*** Block opens ***

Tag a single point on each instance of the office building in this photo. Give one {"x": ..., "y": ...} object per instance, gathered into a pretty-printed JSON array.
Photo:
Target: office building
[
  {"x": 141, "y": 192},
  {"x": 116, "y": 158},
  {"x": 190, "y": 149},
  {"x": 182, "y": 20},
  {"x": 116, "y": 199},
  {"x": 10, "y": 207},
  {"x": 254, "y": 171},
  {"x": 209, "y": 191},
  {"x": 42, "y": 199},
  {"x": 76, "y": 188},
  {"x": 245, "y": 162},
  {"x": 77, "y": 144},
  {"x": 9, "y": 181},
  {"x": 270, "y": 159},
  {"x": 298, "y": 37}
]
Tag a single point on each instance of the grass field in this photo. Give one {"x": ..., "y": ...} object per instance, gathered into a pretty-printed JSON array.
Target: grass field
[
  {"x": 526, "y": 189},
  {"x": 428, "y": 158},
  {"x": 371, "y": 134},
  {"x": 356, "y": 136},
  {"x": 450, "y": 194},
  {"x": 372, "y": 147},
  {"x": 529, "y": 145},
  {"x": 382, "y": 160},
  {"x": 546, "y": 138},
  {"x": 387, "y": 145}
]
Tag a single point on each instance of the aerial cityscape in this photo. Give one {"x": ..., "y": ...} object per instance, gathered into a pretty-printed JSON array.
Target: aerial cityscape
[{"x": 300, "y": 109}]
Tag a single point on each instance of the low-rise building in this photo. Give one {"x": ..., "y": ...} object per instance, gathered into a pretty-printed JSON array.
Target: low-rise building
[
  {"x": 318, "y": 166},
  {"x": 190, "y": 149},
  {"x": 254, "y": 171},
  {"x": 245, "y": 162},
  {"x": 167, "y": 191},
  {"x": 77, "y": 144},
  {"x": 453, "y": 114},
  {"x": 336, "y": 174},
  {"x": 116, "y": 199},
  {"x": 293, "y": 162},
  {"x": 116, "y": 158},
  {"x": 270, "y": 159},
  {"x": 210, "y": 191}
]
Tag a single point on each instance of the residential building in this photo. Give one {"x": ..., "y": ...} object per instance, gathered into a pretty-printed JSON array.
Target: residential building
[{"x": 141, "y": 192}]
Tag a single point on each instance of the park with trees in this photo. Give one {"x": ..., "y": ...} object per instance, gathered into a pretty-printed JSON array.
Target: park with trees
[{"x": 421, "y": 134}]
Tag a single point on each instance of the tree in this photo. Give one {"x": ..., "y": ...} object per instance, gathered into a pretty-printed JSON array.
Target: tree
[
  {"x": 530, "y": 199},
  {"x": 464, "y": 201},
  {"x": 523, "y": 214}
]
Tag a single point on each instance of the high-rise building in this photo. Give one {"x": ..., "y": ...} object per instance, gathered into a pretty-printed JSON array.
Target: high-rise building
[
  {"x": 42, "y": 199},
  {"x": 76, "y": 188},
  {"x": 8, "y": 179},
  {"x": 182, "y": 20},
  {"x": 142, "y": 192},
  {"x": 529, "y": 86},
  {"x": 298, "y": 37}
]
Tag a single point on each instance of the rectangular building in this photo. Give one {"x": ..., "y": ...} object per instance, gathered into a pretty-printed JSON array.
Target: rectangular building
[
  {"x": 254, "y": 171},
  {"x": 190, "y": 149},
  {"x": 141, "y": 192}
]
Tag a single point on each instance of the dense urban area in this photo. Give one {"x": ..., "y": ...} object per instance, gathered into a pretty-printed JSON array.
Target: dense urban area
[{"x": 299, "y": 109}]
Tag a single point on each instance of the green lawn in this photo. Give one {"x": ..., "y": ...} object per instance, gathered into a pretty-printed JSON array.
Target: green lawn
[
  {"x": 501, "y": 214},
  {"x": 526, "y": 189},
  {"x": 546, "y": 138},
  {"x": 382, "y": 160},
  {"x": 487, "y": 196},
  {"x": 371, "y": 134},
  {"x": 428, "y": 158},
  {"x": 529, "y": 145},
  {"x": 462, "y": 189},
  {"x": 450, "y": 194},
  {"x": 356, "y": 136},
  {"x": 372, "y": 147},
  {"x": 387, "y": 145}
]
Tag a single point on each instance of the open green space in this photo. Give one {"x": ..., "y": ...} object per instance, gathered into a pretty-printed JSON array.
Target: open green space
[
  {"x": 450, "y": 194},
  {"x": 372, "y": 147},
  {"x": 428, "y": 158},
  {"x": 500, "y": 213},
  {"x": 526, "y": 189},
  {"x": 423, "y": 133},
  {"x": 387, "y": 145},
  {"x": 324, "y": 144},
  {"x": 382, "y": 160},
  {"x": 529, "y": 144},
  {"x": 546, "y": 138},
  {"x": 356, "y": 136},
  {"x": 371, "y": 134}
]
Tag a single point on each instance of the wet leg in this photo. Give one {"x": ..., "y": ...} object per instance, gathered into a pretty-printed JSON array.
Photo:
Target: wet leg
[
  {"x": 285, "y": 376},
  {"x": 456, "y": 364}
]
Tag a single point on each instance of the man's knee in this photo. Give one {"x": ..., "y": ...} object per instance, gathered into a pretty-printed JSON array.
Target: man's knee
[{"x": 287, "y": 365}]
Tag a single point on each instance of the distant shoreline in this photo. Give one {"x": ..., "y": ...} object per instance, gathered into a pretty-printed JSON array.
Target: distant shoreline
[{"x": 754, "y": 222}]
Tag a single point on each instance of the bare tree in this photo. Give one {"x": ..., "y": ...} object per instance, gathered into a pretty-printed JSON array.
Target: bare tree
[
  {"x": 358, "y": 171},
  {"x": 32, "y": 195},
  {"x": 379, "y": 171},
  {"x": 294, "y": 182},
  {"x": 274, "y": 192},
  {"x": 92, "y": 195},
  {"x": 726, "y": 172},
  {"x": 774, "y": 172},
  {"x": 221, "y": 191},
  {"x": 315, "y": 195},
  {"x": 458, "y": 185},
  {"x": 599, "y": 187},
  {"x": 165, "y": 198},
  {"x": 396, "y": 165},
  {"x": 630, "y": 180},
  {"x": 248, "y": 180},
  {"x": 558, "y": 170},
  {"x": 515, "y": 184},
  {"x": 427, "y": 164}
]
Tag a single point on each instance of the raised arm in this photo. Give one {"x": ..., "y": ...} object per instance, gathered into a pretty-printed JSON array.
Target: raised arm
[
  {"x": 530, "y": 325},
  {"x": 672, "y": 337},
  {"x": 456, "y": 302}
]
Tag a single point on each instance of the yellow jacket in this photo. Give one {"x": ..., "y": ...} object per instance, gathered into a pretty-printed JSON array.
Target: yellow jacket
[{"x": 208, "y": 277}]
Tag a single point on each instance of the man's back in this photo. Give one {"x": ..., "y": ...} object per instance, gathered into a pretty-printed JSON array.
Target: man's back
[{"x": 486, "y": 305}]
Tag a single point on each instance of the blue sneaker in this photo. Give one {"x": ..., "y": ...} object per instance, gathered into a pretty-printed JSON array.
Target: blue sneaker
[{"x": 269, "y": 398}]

*** Block closes ***

• **Exercise**
The material is to be given again in full and without variation.

• **Reply**
Tag a single point on each instance of the office building in this photo. Give one {"x": ..., "y": ...} object per instance, gathered into a pretty-printed JSON array.
Photo:
Target: office building
[
  {"x": 141, "y": 192},
  {"x": 116, "y": 158},
  {"x": 190, "y": 149},
  {"x": 182, "y": 20},
  {"x": 116, "y": 199},
  {"x": 10, "y": 207},
  {"x": 254, "y": 171},
  {"x": 209, "y": 191},
  {"x": 42, "y": 199},
  {"x": 76, "y": 188},
  {"x": 245, "y": 162},
  {"x": 77, "y": 144},
  {"x": 9, "y": 181},
  {"x": 270, "y": 159},
  {"x": 298, "y": 37}
]
Tag a single point on each instance of the grass field in this photo. Give one {"x": ..., "y": ...} object per instance, gathered into a pretty-printed JSON array.
Target: grass field
[
  {"x": 526, "y": 189},
  {"x": 428, "y": 158},
  {"x": 371, "y": 134},
  {"x": 356, "y": 136},
  {"x": 450, "y": 194},
  {"x": 372, "y": 147},
  {"x": 529, "y": 145},
  {"x": 382, "y": 160},
  {"x": 546, "y": 138},
  {"x": 387, "y": 145}
]
Tag a single point on each instance of the aerial cityscape in this photo. Give one {"x": ..., "y": ...} object per instance, gathered into a pretty-printed JSON array.
Target: aerial cityscape
[{"x": 300, "y": 109}]
Tag a single point on each instance of the low-rise building in this photo. Give one {"x": ..., "y": ...} object per instance, gathered into a pretty-printed JSON array.
Target: low-rise building
[
  {"x": 318, "y": 166},
  {"x": 190, "y": 149},
  {"x": 254, "y": 171},
  {"x": 245, "y": 162},
  {"x": 167, "y": 191},
  {"x": 77, "y": 144},
  {"x": 453, "y": 114},
  {"x": 336, "y": 174},
  {"x": 116, "y": 199},
  {"x": 293, "y": 162},
  {"x": 116, "y": 158},
  {"x": 270, "y": 159},
  {"x": 210, "y": 191}
]
Tag a single point on each instance of the residential building in this photo. Give one {"x": ..., "y": ...} object per instance, gathered into a pretty-printed JSON array.
Target: residential building
[{"x": 141, "y": 192}]
Tag a single point on each instance of the park with trees in this photo. Give one {"x": ..., "y": ...} object per instance, gathered into a pretty-printed JSON array.
Target: park with trees
[{"x": 421, "y": 134}]
Tag a single point on each instance of the tree in this photo. Give one {"x": ..., "y": ...} object per instance, gathered into a pretty-printed JSON array.
Target: tree
[
  {"x": 530, "y": 199},
  {"x": 464, "y": 201},
  {"x": 523, "y": 214}
]
Tag a single point on each instance of the high-rise building in this photo. Give one {"x": ..., "y": ...} object per instance, gathered into a pretty-printed JSON array.
Target: high-rise building
[
  {"x": 42, "y": 199},
  {"x": 76, "y": 188},
  {"x": 8, "y": 179},
  {"x": 182, "y": 20},
  {"x": 142, "y": 192},
  {"x": 529, "y": 86},
  {"x": 298, "y": 37}
]
Tag a single point on each instance of the rectangular building in this photo. Give one {"x": ..., "y": ...} object per instance, gathered into a pretty-printed JSON array.
Target: rectangular building
[
  {"x": 254, "y": 171},
  {"x": 190, "y": 149},
  {"x": 141, "y": 192}
]
Tag a single point on each instance of the dense urban area in this photo. Give one {"x": ..., "y": ...} object per instance, gathered into a pretty-printed JSON array.
Target: dense urban area
[{"x": 299, "y": 109}]
Tag a single point on each instance of the green lawn in this photo. Give one {"x": ..., "y": ...} object per instance, gathered into a pretty-printed JSON array.
Target: green lawn
[
  {"x": 501, "y": 214},
  {"x": 526, "y": 189},
  {"x": 546, "y": 138},
  {"x": 382, "y": 160},
  {"x": 487, "y": 196},
  {"x": 371, "y": 134},
  {"x": 428, "y": 158},
  {"x": 529, "y": 145},
  {"x": 462, "y": 189},
  {"x": 450, "y": 194},
  {"x": 356, "y": 136},
  {"x": 372, "y": 147},
  {"x": 387, "y": 145}
]
Tag a single point on each instance of the open green space in this photo. Give one {"x": ..., "y": ...} object per instance, gathered into a pretty-printed JSON array.
Target: open green space
[
  {"x": 450, "y": 194},
  {"x": 372, "y": 147},
  {"x": 428, "y": 158},
  {"x": 500, "y": 213},
  {"x": 526, "y": 189},
  {"x": 423, "y": 133},
  {"x": 387, "y": 145},
  {"x": 324, "y": 144},
  {"x": 382, "y": 160},
  {"x": 529, "y": 144},
  {"x": 546, "y": 138},
  {"x": 356, "y": 136},
  {"x": 371, "y": 134}
]
Tag a single point on each instance of the wet leg in this photo. Give one {"x": ..., "y": ...} object per instance, gathered into a pretty-printed JSON array.
Photo:
Target: wet leg
[
  {"x": 285, "y": 376},
  {"x": 456, "y": 364}
]
Tag a single point on each instance of the man's knee in this photo. Give one {"x": ..., "y": ...} object per instance, gathered into a pretty-printed JSON array.
Target: man's knee
[{"x": 287, "y": 365}]
Tag a single point on each instance of the distant shoreline in this photo. Give one {"x": ..., "y": ...} object per instance, gathered into a pretty-printed JSON array.
Target: distant shoreline
[{"x": 754, "y": 222}]
Tag a single point on each instance of the bare tree in this photo. Give one {"x": ..., "y": ...} object per instance, gathered into a pretty-printed JSON array.
Target: bare tree
[
  {"x": 358, "y": 171},
  {"x": 32, "y": 195},
  {"x": 379, "y": 171},
  {"x": 294, "y": 182},
  {"x": 274, "y": 192},
  {"x": 92, "y": 195},
  {"x": 726, "y": 172},
  {"x": 774, "y": 172},
  {"x": 221, "y": 191},
  {"x": 315, "y": 195},
  {"x": 458, "y": 185},
  {"x": 599, "y": 187},
  {"x": 165, "y": 198},
  {"x": 396, "y": 165},
  {"x": 630, "y": 180},
  {"x": 248, "y": 180},
  {"x": 558, "y": 170},
  {"x": 515, "y": 184},
  {"x": 427, "y": 164}
]
Tag a single point on each instance of the raised arm in this photo. Give one {"x": ..., "y": ...} object per instance, gathered into a pretty-printed JSON array.
Target: raised arm
[
  {"x": 530, "y": 325},
  {"x": 672, "y": 337},
  {"x": 456, "y": 302}
]
Tag a single point on each instance of the yellow jacket in this photo. Give one {"x": ..., "y": ...} object per instance, gathered into a pretty-printed JSON array.
Target: yellow jacket
[{"x": 208, "y": 277}]
Tag a single point on each instance of the man's back in this photo. Give one {"x": ..., "y": ...} object per instance, gathered into a pretty-printed JSON array.
Target: man's back
[{"x": 486, "y": 305}]
Tag a single point on each instance of the blue sneaker in this photo. Give one {"x": ..., "y": ...} object per instance, gathered into a pretty-printed JSON array.
Target: blue sneaker
[{"x": 269, "y": 398}]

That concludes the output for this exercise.